## Activity
Output only the line that contains "of the covered" and the lines after it, all verbatim, through the last one below.

BEGIN The records

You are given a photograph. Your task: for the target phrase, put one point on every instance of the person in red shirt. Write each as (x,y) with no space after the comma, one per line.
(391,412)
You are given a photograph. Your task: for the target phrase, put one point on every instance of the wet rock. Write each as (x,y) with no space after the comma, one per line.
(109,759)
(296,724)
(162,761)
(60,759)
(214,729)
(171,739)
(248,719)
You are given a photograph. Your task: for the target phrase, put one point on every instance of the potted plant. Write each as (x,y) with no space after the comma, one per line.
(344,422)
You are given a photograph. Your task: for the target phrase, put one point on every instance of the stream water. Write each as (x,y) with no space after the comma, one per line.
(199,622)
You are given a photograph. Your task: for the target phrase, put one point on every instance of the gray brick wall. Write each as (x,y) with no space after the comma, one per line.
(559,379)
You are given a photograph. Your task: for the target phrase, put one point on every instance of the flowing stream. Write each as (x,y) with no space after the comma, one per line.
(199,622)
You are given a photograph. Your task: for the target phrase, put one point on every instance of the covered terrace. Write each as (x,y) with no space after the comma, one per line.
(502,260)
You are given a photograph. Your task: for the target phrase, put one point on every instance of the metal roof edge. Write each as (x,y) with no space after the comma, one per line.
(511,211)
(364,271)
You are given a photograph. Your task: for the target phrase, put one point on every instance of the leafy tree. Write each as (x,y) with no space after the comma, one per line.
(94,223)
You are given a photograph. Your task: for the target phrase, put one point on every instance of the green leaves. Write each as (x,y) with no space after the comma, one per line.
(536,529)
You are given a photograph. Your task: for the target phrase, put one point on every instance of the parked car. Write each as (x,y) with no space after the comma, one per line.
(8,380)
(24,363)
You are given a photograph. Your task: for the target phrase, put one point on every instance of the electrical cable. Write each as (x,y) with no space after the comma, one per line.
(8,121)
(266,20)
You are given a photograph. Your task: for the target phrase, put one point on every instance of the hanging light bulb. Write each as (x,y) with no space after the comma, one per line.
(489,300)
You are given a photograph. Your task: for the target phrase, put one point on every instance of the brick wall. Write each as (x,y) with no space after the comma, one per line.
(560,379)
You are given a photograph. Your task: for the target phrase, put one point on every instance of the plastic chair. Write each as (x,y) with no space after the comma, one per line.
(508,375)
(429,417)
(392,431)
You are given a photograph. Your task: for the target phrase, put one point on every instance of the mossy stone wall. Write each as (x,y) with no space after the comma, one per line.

END The records

## Response to this task
You are given a photograph. Your task: for the target phrase, put one point on every instance of the covered terrace. Write each as (x,y) with no space after the comma, one per line.
(502,260)
You are given a photograph. Your task: for the target phrase, put one point on every instance of the metal roof edge. Write each as (x,y) with no space after the comma, one per line.
(511,211)
(364,271)
You are given a photograph. Your task: for the target phrase, put one point on every instance of the leafy tree. Write each as (x,y) with no space after the comma, one per line.
(94,223)
You are given a photograph. Your task: for the target phrase, put one point on every instance of the green leaves. Write each as (x,y) with no space after the comma, one per line.
(536,529)
You are given a photograph. Your task: for the target phrase, put one point on every instance of the parked car. Write each as (x,y) with no space after the comma, one per line.
(8,380)
(24,363)
You are given a photograph. Your task: for the target phrase, put one point on every instance of the electrical cable. Write each as (x,y) with no space after the comma, one per line.
(8,121)
(266,20)
You are given a photograph. Your task: for the target phrase, put one point on every instance of the hanging light bulb. Write each as (x,y) with no space after the comma, one per line.
(489,300)
You are given a photograph. Your task: for the target phrase, put one point on every instance of the brick wall. Write each as (x,y) with no space after the comma, one per line.
(560,379)
You are given a photograph. Your task: for the target phrase, put one point on every instance of the plastic chair. Write each as (x,y) with no space after the comma, one per line.
(508,375)
(429,417)
(392,431)
You are given a photograph. Your task: for the target phrase, put one point on every instance of the mossy stone wall. Write each as (x,y) with no space after the comma, one per line.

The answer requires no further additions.